## Work to be completed
For each line in the records that contains "blue", make a copy.

Collected data entries:

───

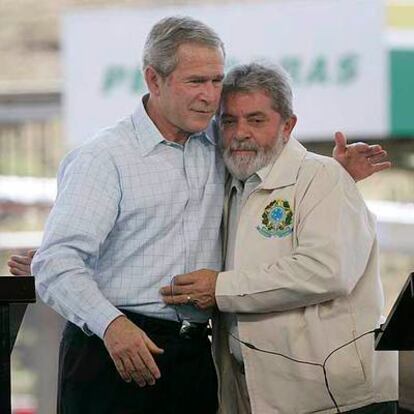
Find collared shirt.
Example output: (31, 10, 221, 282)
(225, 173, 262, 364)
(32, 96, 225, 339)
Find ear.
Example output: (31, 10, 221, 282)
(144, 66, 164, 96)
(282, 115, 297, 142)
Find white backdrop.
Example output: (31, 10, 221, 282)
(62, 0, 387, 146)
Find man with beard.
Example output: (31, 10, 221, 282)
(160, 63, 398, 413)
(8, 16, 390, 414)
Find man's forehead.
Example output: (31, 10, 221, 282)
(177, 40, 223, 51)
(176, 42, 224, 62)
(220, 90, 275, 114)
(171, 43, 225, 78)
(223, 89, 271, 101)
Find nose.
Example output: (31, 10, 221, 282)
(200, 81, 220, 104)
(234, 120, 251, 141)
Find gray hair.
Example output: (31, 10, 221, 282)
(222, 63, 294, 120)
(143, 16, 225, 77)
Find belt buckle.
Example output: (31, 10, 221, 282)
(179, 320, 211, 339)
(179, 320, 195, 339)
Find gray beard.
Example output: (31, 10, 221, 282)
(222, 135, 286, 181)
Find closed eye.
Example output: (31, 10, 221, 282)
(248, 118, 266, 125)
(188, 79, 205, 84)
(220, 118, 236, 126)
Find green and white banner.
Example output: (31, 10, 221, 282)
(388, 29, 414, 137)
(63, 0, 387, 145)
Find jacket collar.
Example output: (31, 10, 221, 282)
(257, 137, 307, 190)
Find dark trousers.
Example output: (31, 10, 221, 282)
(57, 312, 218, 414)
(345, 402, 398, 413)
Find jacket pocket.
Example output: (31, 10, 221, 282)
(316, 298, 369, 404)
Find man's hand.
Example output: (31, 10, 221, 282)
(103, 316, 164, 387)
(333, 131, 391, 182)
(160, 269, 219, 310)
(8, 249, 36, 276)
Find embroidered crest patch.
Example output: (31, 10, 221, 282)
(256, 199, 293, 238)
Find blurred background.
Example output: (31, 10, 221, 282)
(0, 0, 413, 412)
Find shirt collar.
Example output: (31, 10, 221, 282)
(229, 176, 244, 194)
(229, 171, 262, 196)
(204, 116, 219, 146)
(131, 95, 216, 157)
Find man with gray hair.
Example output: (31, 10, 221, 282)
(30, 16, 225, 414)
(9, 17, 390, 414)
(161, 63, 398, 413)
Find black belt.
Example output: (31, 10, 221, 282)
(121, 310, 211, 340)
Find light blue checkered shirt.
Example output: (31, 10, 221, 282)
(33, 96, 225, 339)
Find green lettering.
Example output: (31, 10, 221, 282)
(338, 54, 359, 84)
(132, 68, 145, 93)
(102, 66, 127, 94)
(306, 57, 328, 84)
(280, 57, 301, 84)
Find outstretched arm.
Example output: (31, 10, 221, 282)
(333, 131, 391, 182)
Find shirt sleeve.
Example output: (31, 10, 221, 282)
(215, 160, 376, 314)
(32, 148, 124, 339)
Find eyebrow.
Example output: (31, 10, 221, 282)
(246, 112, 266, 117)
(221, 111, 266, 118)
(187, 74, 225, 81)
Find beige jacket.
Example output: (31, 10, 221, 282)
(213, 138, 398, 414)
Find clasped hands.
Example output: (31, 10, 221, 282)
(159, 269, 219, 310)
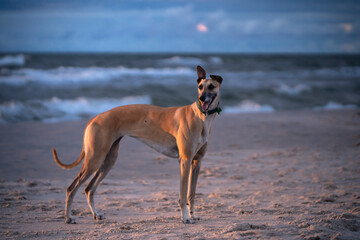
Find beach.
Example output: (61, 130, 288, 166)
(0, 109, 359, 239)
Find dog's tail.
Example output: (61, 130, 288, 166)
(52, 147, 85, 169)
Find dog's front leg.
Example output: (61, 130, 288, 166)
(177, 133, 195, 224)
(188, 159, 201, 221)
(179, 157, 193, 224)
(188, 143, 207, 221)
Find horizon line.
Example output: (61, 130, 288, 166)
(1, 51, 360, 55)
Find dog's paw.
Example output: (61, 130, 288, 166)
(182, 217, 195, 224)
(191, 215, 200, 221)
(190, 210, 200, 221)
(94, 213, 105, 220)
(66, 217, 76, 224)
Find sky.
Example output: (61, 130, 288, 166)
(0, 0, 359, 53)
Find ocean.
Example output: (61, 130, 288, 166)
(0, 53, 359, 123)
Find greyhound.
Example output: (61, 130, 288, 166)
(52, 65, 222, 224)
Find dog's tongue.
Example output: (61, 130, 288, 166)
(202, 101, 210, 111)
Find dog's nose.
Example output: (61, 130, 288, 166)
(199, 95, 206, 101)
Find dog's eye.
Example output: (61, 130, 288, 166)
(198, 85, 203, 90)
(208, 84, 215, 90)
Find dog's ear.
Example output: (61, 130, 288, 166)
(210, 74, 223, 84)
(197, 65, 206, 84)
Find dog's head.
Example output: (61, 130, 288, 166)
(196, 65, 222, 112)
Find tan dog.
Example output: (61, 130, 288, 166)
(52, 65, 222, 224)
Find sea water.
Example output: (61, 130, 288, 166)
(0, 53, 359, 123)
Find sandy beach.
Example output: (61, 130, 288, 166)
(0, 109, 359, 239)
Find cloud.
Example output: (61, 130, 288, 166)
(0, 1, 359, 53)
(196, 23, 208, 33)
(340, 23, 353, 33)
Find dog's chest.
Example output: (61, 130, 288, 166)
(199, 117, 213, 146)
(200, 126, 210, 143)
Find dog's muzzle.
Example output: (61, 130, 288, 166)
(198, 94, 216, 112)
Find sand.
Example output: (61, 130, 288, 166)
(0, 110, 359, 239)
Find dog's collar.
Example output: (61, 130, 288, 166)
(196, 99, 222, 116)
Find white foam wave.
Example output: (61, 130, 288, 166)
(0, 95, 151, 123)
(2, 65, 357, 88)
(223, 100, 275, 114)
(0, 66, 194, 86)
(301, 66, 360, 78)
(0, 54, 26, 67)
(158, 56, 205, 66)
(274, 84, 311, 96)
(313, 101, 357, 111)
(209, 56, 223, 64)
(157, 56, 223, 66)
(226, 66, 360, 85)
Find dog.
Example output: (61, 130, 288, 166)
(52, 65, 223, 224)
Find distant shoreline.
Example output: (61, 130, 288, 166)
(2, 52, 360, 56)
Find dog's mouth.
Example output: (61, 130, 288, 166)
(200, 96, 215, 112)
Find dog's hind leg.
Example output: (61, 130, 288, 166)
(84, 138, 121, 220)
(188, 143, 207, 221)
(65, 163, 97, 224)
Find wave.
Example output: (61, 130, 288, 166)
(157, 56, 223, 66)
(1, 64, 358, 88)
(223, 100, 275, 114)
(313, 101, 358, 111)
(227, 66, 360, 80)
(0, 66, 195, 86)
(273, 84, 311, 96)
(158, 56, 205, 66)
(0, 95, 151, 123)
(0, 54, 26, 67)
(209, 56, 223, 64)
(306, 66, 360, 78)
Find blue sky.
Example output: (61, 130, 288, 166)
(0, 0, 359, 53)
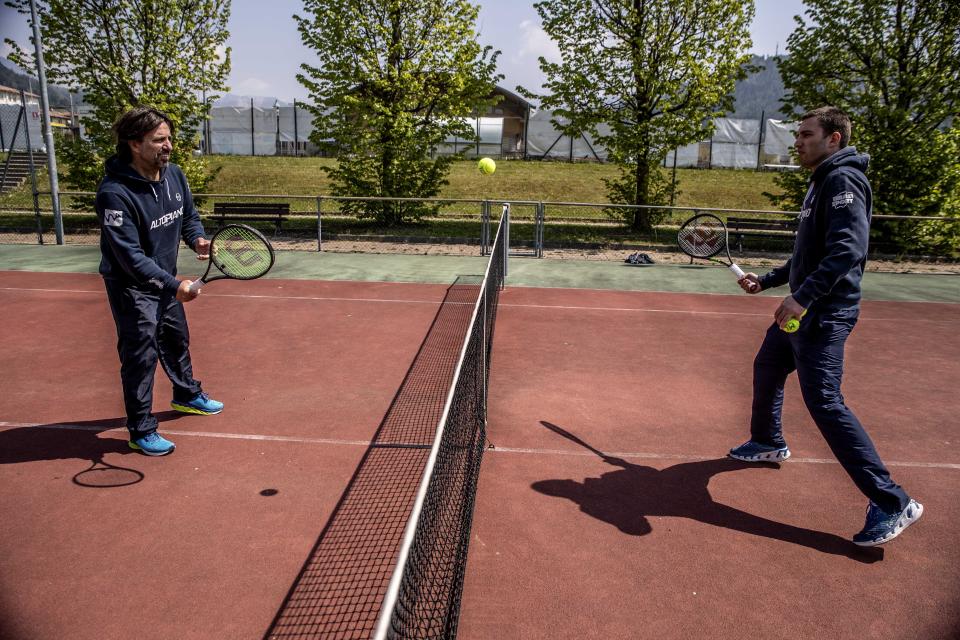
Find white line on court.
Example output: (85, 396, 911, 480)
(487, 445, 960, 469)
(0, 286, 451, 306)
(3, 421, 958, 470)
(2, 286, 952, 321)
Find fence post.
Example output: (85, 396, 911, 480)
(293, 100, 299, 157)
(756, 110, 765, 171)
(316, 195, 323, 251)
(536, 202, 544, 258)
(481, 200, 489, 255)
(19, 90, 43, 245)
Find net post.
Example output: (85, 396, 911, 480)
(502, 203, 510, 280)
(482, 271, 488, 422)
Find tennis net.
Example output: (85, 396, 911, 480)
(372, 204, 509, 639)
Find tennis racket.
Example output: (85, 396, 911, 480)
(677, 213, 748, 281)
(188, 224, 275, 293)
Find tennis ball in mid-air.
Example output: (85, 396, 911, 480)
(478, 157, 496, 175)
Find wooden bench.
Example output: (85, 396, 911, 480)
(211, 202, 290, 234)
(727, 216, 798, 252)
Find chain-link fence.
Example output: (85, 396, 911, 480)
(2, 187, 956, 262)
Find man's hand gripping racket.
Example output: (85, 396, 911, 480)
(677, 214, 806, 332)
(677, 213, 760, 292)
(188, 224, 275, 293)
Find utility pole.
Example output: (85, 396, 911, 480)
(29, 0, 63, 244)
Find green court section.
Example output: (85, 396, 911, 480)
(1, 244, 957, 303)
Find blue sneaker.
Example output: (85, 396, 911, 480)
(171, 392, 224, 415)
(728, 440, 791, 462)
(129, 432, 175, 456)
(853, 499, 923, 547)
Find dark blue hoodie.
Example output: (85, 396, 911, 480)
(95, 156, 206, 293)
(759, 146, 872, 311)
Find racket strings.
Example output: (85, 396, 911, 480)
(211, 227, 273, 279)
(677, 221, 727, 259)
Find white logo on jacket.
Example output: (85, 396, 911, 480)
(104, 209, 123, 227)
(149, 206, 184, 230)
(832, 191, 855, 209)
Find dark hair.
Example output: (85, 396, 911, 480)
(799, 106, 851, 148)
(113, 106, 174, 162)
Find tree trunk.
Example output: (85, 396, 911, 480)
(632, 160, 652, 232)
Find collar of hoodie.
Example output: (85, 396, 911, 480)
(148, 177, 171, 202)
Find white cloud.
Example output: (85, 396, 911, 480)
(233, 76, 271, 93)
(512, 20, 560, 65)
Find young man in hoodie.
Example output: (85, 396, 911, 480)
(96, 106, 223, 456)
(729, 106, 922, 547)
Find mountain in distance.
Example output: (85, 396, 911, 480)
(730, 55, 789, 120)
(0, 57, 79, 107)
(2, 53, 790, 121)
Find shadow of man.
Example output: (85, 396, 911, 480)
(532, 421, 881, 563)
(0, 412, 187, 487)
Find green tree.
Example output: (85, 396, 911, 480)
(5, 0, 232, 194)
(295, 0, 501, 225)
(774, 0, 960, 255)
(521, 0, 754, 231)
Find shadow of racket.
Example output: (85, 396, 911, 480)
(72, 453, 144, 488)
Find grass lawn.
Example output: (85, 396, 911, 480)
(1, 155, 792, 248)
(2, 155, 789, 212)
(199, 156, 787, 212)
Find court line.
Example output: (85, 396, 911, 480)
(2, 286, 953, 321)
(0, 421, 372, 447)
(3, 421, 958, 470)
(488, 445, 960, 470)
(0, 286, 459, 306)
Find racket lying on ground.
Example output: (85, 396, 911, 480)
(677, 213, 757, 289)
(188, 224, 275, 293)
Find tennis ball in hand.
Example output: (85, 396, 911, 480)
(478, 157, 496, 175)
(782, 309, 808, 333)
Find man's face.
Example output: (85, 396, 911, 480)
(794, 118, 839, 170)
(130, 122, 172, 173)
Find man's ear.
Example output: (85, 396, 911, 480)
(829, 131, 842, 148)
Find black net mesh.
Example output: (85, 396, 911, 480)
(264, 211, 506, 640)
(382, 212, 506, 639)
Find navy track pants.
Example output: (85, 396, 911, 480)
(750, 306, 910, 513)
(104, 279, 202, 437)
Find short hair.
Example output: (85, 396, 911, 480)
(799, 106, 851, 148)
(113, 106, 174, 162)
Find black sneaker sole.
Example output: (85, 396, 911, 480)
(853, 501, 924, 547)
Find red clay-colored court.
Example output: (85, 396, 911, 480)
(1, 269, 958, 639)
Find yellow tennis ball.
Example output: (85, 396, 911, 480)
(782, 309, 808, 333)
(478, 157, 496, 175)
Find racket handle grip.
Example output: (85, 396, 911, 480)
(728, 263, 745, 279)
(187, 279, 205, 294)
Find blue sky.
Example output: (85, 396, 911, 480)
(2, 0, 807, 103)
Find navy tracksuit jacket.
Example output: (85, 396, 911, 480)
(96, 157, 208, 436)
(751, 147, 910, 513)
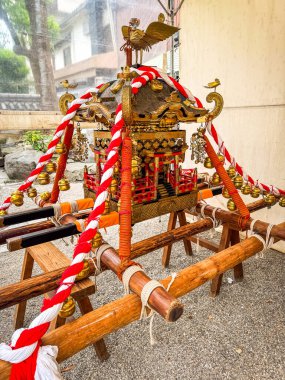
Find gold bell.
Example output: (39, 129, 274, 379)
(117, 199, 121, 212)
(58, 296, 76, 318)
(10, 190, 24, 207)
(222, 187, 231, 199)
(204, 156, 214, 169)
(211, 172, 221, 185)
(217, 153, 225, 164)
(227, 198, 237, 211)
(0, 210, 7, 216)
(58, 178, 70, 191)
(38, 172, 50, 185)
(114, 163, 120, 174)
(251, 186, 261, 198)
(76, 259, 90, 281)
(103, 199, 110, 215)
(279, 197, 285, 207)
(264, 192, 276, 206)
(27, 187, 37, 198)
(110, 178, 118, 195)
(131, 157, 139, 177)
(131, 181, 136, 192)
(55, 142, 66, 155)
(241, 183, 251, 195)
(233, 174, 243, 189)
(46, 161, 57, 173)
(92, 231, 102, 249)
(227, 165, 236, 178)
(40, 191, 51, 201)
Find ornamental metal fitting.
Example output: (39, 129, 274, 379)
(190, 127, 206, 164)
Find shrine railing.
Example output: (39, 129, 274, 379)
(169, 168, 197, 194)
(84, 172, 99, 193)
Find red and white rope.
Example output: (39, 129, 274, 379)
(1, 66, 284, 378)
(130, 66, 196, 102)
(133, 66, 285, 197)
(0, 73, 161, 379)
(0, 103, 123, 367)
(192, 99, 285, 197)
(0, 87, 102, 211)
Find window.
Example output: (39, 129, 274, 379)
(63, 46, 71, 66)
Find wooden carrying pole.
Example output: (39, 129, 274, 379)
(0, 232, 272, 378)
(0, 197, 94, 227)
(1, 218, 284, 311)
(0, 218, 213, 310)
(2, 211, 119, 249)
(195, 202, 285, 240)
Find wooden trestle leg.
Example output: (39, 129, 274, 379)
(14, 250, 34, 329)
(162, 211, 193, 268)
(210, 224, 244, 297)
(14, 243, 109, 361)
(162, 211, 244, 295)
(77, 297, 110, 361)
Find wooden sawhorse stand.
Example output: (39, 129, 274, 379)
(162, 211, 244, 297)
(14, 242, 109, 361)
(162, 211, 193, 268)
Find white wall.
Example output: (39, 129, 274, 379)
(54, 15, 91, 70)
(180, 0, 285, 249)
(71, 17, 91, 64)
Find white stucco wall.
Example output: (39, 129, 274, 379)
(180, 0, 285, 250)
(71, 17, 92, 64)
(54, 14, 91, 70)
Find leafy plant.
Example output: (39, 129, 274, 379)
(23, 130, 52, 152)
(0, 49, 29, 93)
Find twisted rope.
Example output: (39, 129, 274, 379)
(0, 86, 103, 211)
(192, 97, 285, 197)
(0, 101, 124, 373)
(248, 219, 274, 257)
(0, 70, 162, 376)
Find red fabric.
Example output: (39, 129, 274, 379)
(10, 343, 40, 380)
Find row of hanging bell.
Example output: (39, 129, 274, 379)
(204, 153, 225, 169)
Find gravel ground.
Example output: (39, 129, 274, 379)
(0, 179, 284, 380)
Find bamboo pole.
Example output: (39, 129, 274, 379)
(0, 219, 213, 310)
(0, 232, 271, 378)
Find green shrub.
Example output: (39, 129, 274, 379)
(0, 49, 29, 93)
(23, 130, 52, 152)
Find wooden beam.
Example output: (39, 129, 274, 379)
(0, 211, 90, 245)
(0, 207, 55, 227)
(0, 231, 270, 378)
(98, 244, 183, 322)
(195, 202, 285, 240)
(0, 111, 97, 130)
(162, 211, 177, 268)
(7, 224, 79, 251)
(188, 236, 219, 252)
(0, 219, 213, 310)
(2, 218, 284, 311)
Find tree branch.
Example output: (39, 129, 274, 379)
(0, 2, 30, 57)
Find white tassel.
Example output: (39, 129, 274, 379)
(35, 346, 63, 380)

───

## Exercise output
Find light blue checkered shirt.
Find blue sky.
Find blue sneaker.
Find dark blue hoodie.
Find blue sky.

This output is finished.